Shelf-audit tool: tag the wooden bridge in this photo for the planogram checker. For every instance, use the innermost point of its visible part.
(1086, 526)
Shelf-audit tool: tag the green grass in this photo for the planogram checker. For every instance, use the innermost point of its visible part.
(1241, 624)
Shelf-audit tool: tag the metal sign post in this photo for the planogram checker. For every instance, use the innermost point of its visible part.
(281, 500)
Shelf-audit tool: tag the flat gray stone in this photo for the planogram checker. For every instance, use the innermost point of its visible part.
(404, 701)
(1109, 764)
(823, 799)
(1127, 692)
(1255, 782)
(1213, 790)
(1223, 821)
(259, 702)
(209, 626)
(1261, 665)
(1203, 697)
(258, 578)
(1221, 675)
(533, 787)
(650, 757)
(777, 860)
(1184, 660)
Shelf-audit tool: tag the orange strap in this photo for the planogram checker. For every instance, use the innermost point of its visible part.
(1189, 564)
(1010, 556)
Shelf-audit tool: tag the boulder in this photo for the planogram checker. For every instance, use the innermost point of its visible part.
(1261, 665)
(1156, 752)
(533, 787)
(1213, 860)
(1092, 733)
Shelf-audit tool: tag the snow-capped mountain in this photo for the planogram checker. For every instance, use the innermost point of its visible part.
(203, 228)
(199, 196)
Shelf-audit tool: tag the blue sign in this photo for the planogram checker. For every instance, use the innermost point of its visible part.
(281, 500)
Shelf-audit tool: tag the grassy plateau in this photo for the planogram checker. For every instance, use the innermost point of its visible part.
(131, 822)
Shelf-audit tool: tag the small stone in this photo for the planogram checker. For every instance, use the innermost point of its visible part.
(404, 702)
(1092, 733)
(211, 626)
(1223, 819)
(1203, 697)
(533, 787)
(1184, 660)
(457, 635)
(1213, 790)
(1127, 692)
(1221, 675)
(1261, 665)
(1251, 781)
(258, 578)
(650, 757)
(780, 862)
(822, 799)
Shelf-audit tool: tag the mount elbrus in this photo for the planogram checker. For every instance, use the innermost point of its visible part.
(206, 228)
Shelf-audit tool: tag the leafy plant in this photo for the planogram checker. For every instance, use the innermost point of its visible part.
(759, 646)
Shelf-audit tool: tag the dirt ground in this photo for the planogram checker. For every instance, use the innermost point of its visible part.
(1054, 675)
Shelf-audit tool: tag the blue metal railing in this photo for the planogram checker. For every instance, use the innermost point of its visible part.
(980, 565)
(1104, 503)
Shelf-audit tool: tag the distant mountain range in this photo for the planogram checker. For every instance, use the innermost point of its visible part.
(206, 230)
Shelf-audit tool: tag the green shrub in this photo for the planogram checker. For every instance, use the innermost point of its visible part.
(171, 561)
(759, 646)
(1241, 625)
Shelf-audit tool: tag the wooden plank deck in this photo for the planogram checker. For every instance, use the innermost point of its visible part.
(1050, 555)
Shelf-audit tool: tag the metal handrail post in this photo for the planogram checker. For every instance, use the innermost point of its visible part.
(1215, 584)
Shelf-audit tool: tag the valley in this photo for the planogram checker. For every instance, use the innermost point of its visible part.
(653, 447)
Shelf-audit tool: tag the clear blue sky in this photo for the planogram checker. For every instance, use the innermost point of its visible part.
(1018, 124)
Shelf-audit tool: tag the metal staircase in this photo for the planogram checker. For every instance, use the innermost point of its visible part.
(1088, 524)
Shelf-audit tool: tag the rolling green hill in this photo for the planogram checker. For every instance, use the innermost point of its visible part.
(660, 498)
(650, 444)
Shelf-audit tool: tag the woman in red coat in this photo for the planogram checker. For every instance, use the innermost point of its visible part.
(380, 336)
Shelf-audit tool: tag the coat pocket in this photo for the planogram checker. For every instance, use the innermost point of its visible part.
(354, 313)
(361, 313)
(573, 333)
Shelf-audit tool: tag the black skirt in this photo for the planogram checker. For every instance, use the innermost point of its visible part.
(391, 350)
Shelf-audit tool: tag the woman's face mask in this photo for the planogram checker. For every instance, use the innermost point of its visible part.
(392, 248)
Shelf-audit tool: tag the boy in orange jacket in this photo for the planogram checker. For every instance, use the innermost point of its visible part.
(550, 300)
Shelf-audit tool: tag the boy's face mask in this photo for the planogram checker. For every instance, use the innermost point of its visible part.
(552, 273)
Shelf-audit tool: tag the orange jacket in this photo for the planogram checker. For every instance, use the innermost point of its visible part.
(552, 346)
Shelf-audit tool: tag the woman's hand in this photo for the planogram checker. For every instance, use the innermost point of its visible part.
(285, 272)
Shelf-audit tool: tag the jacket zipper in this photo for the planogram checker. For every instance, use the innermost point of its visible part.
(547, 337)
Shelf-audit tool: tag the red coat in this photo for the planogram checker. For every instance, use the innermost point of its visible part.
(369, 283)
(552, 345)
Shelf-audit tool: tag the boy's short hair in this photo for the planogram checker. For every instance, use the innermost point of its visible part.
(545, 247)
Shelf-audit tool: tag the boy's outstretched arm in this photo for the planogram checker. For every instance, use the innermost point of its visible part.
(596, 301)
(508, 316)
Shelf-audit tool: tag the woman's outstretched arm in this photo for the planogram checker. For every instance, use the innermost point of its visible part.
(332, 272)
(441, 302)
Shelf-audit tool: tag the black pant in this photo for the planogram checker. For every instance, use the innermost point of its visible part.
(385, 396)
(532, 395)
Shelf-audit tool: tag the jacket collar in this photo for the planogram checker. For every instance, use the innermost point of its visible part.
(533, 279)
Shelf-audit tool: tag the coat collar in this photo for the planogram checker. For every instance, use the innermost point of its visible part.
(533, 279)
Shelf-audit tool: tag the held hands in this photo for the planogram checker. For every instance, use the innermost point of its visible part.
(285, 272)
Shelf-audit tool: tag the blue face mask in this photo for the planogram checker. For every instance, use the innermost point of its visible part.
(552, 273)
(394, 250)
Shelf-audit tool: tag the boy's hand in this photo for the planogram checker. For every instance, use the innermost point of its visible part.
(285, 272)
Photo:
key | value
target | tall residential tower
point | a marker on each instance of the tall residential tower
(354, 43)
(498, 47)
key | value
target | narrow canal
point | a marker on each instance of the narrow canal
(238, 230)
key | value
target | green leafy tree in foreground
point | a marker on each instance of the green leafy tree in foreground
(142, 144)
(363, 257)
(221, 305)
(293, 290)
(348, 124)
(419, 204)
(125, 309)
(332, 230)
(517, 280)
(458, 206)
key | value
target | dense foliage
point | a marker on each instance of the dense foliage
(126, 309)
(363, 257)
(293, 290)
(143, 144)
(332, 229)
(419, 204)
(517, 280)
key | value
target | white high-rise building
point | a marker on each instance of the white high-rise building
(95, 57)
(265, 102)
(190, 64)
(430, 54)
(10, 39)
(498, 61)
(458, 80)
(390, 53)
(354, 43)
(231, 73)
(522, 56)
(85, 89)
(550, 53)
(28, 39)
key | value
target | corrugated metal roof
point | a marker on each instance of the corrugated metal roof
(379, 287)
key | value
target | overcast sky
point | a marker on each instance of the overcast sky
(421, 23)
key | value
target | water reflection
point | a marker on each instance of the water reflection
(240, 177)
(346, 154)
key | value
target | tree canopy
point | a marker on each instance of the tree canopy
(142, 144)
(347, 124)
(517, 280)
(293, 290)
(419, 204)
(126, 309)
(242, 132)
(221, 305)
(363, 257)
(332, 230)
=======
# Given problem:
Copy out every line of the entries above again, unchanged and in the same order.

# Completed task:
Shelf-audit tool: tag the wooden bridge in this photo for the planogram checker. For every instance, use the innermost point of its visible part.
(1086, 526)
Shelf-audit tool: tag the green grass in this photo for the planogram checker. For every instance, use the innermost point of its visible part.
(1241, 624)
Shelf-audit tool: tag the metal sign post in this photo for the planogram checker. For every instance, use the innermost point of its visible part.
(281, 500)
Shelf-audit tool: tag the flat gray stone in this photo for the planogram checker. For every instance, use the innermost point of its visible part.
(404, 701)
(1109, 764)
(823, 799)
(1127, 692)
(1255, 782)
(1213, 790)
(1223, 821)
(259, 702)
(209, 626)
(1261, 665)
(1203, 697)
(258, 578)
(1221, 675)
(533, 787)
(650, 757)
(777, 860)
(1184, 660)
Shelf-audit tool: tag the orange strap in this photo for the planogram checker. For every instance, use the innermost point of its visible part.
(1189, 564)
(1010, 556)
Shelf-audit tool: tag the boulder in this photo for the planogram checker. For every instance, use the innermost point of its visible part.
(1261, 665)
(1156, 752)
(533, 787)
(1213, 860)
(1092, 733)
Shelf-audit tool: tag the snow-capped mountain in this photo for the planogram checker. For every instance, use the innermost point of its visible part.
(203, 228)
(199, 196)
Shelf-audit tool: tag the blue sign in this photo for the planogram checker. For every instance, use the innermost point of its visible part.
(281, 500)
Shelf-audit tool: tag the grassy plateau in this photo for the planogram checker. For every instance, use the innermost point of its visible part.
(131, 822)
Shelf-audit tool: tag the small stone in this photo for the planogram checker. For every instance, use the innermost point of its visible part.
(404, 702)
(1092, 733)
(211, 626)
(1223, 819)
(1203, 697)
(533, 787)
(1184, 660)
(457, 635)
(1213, 790)
(1127, 692)
(1221, 675)
(1261, 665)
(1251, 781)
(258, 578)
(650, 757)
(780, 862)
(822, 799)
Shelf-audit tool: tag the mount elbrus in this photo for the planogram checker. For every instance, use the innermost point of its visible part.
(206, 228)
Shelf-audit tool: tag the leafy plant in this photo for the planogram checker. For every instance, use the innermost point of its visible part.
(759, 646)
Shelf-audit tool: tag the dirt ground in this photo for the planogram checker. For every instance, use the innermost point of its visible part.
(1054, 675)
Shelf-audit tool: tag the blue metal railing in this photo for the planogram checker. For every instance, use the innermost point of its visible part.
(980, 565)
(1104, 503)
Shelf-audit tool: tag the distant mountain range in this photo for the planogram checker. For every instance, use the innermost point of its visible part.
(206, 230)
Shelf-audit tool: tag the green shrub in this photo for the planogram checker. For every instance, use the innermost point of its visible part.
(171, 561)
(759, 646)
(1241, 625)
Shelf-audit tool: tag the wooden plank deck in this photo for the planogram checker. For every instance, use the innermost point of its visible part.
(1050, 555)
Shelf-audit tool: tag the metal handrail post in this photo for the planogram checker. For every instance, use the innermost point of its visible part.
(1215, 584)
Shelf-audit tool: tag the valley in this photo for the planogram checker. For every instance, use the innermost point of its visible part.
(653, 447)
Shelf-audit tool: tag the clear blue sky in this photo for the planogram checker. For every instance, use the innermost point of its visible part.
(1018, 124)
Shelf-audit tool: tag the metal staircase in this photo for the planogram checker. For every instance, use the innermost point of its visible part.
(1088, 524)
Shelf-audit tool: tag the rolling green hill in this photo for the planogram checker. For every instance, use the innermost point of its visible part.
(660, 498)
(650, 444)
Shelf-audit tool: tag the woman in red coat in this photo for the planogram checker. For every instance, use the innermost point of its visible part.
(380, 336)
Shelf-audit tool: tag the coat pocket in this photo for the planogram checker. For every instance, use the innermost point of its visible part.
(354, 313)
(361, 313)
(573, 333)
Shelf-audit tool: tag the black skirt in this photo for the planogram checker. For every instance, use the innermost point of its visible part.
(391, 350)
Shelf-audit tool: tag the woman's face mask in this photo for the planogram checker. For every instance, use the innermost point of its visible part.
(392, 248)
Shelf-audit tool: tag the boy in orange jacket in this photo for the planogram checker. For every instance, use the innermost point of its visible part.
(550, 300)
Shelf-audit tool: tag the boy's face mask in this photo for the planogram checker. For every instance, use the innermost point of its visible part.
(552, 273)
Shelf-audit tool: tag the orange jacket in this photo for the planogram checker. For every instance, use the innermost point of its visible part.
(552, 346)
Shelf-audit tool: tag the woman's hand in this photo for the planogram checker. For every instance, use the innermost point of its visible part.
(285, 272)
Shelf-audit tool: tag the jacket zipper in this photo for the planogram checker. For every instance, use the innermost point of its visible part.
(547, 337)
Shelf-audit tool: tag the red coat in this photo for the planogram checker. For every instance, use the innermost point of its visible part.
(369, 283)
(552, 345)
Shelf-audit tool: tag the boy's short hair in this photo for the planogram checker. For every instance, use the innermost point of its visible part.
(545, 247)
Shelf-audit tool: tag the boy's outstretched arm in this photo for the planogram checker. For every instance, use the innermost point of its visible part.
(596, 301)
(508, 316)
Shelf-audit tool: tag the woman's outstretched arm in this photo for the planogram checker. For every instance, use the innermost point of its visible part.
(332, 272)
(441, 302)
Shelf-audit tool: tag the black pant in this photo for the planogram checker. For every instance, use the innermost point of its visible part.
(385, 396)
(532, 395)
Shelf-audit tool: tag the jacket collar in this photo for the planogram checker. For every instance, use the innermost point of its visible part.
(533, 279)
Shelf-audit tool: tag the coat collar in this photo for the planogram checker. For every instance, use the innermost point of its visible part.
(533, 279)
Shelf-audit tool: tag the held hands in this photo for the planogram checker. For every instance, use the innermost point of its visible part.
(285, 272)
Shelf-audit tool: tag the blue face mask in this photo for the planogram checker. For every instance, use the innermost point of its visible part.
(552, 273)
(394, 250)
Shelf-audit tool: tag the boy's hand in this photo for the planogram checker. For every instance, use the innermost point of its visible part.
(285, 272)
Photo:
key | value
target | tall residential tower
point | a marker on each instance of the tall residential tower
(354, 43)
(498, 47)
key | value
target | narrow canal
point | a marker on each instance of the narrow canal
(238, 230)
key | value
target | green leafy tree in foreground
point | a marker on each instance of the green leafy tree in foreground
(142, 144)
(363, 257)
(221, 305)
(293, 290)
(348, 124)
(419, 204)
(125, 309)
(332, 230)
(517, 280)
(458, 206)
key | value
target | dense foliage
point | a marker on each instance of the dense foliage
(126, 309)
(363, 257)
(293, 290)
(143, 144)
(332, 229)
(419, 204)
(517, 280)
key | value
target | white high-rise building
point | a marker on each instance of the white high-rise building
(95, 57)
(265, 102)
(190, 64)
(430, 54)
(10, 39)
(498, 61)
(458, 80)
(390, 53)
(354, 43)
(231, 73)
(522, 56)
(85, 89)
(550, 53)
(28, 39)
key | value
target | corrugated metal roof
point | a marker on each instance of the corrugated metal roof
(379, 287)
key | value
target | overcast sky
point | a marker on each instance of the overcast sky
(421, 23)
key | value
target | water reflection
point | a marker on each instance of the water reflection
(240, 177)
(346, 154)
key | value
target | tree canopy
point | a marker on each instance of the tree canopy
(142, 144)
(347, 124)
(517, 280)
(293, 290)
(419, 204)
(126, 309)
(242, 132)
(221, 305)
(363, 257)
(332, 230)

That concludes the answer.